[To do]:
The output should consist solely of the line containing "Per instance of the blue" and all lines after it through the final line of the entries below, reproduced exactly.

[Data supplied]:
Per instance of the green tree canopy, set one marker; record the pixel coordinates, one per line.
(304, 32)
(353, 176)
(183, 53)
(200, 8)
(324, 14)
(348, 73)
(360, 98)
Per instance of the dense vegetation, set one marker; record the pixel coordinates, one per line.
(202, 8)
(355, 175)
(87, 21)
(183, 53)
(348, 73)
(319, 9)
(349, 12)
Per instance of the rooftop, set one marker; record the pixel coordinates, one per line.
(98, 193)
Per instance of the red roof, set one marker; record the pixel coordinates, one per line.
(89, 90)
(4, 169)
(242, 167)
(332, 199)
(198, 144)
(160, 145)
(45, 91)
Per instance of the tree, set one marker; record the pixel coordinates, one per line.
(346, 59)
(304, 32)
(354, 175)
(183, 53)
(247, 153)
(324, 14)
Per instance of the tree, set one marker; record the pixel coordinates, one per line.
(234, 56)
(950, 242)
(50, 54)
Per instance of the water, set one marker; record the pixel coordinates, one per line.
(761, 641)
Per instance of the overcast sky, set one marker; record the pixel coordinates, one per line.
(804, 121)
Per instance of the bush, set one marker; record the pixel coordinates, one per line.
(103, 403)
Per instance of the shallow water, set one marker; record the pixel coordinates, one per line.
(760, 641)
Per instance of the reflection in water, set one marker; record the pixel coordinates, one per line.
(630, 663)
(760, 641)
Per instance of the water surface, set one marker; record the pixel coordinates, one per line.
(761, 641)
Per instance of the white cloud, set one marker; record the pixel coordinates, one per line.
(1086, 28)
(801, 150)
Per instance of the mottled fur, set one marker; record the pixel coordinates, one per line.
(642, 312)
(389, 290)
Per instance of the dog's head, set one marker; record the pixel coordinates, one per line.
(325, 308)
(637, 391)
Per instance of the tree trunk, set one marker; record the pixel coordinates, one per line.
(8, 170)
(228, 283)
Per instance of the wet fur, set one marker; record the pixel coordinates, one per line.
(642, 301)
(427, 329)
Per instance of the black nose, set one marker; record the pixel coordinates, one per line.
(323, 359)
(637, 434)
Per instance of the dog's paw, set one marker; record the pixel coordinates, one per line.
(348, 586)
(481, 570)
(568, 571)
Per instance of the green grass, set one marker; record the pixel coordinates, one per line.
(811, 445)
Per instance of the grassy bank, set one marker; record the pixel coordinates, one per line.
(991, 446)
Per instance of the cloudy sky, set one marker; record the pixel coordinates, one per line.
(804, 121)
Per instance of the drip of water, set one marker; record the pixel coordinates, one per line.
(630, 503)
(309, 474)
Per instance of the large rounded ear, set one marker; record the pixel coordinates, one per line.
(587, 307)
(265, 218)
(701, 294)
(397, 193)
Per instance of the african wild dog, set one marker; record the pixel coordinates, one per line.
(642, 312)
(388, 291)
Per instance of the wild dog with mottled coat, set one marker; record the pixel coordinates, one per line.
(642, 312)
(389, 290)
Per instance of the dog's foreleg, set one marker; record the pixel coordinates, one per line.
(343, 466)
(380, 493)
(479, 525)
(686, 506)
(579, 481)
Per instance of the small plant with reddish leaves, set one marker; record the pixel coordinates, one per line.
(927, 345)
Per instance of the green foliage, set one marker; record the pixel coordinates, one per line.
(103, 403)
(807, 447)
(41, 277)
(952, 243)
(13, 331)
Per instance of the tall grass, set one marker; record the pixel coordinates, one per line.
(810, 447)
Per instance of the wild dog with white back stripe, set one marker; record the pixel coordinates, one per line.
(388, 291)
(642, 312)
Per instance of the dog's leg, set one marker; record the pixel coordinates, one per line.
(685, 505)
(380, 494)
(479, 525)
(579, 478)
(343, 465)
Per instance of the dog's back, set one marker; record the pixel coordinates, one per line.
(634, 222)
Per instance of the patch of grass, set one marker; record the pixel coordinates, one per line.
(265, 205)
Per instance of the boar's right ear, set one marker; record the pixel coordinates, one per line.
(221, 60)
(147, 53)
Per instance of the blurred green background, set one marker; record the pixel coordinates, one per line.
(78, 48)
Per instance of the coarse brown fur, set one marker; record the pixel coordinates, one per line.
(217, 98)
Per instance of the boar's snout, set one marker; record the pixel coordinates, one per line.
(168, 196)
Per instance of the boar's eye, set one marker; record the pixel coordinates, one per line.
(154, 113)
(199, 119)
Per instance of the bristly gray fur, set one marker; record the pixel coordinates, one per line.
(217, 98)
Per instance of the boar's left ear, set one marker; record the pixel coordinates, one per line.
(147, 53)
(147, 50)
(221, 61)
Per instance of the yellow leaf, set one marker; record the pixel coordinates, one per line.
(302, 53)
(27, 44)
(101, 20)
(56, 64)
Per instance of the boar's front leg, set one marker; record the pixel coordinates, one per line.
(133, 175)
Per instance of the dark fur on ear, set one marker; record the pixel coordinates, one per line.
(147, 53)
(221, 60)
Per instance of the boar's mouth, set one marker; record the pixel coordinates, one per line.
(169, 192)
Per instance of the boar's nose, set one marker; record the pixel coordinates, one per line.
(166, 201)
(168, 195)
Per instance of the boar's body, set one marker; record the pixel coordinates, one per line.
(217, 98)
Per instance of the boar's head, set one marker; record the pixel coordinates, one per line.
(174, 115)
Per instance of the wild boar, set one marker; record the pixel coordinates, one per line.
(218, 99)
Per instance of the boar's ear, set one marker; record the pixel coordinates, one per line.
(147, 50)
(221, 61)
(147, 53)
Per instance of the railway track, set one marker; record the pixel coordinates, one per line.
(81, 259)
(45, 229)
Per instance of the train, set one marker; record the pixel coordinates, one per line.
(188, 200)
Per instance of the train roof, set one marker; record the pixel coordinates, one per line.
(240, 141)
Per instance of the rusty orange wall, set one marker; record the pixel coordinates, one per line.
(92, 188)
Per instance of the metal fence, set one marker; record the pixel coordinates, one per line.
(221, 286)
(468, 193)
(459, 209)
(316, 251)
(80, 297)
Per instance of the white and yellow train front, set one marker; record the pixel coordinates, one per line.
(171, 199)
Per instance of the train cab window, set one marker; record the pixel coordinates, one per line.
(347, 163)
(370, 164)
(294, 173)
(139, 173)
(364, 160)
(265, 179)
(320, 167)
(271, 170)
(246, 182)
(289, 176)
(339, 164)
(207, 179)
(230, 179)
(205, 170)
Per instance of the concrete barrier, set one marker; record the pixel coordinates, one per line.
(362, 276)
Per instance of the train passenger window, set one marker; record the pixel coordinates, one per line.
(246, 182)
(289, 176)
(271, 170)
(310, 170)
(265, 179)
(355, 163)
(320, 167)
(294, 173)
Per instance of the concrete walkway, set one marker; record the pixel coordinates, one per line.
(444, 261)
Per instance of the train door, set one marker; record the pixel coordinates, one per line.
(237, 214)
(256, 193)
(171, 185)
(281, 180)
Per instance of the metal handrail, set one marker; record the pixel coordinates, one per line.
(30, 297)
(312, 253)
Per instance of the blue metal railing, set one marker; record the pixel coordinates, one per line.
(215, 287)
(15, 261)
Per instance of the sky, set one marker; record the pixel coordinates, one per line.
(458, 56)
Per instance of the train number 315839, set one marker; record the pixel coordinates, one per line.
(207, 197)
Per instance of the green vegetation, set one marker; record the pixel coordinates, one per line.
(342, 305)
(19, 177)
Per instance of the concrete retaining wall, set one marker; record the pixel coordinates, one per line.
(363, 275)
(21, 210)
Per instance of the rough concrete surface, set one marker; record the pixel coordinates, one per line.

[Worked solution]:
Per instance of the blue metal railing, set one marker; record the pixel coordinates, one per line.
(215, 287)
(15, 261)
Per instance of the sky, set one marker; record the pixel coordinates, one per line.
(458, 56)
Per instance of the train number 315839, set one marker; record the pixel coordinates, one per line.
(207, 197)
Per instance of the green vegetation, set one marker; record the pixel coordinates, one per line.
(342, 305)
(19, 177)
Per instance of the concrete retaining wall, set one marker; record the pixel coordinates, one per line.
(363, 275)
(21, 210)
Per instance of the rough concrete surface, set one marker; record the pixel coordinates, one per line.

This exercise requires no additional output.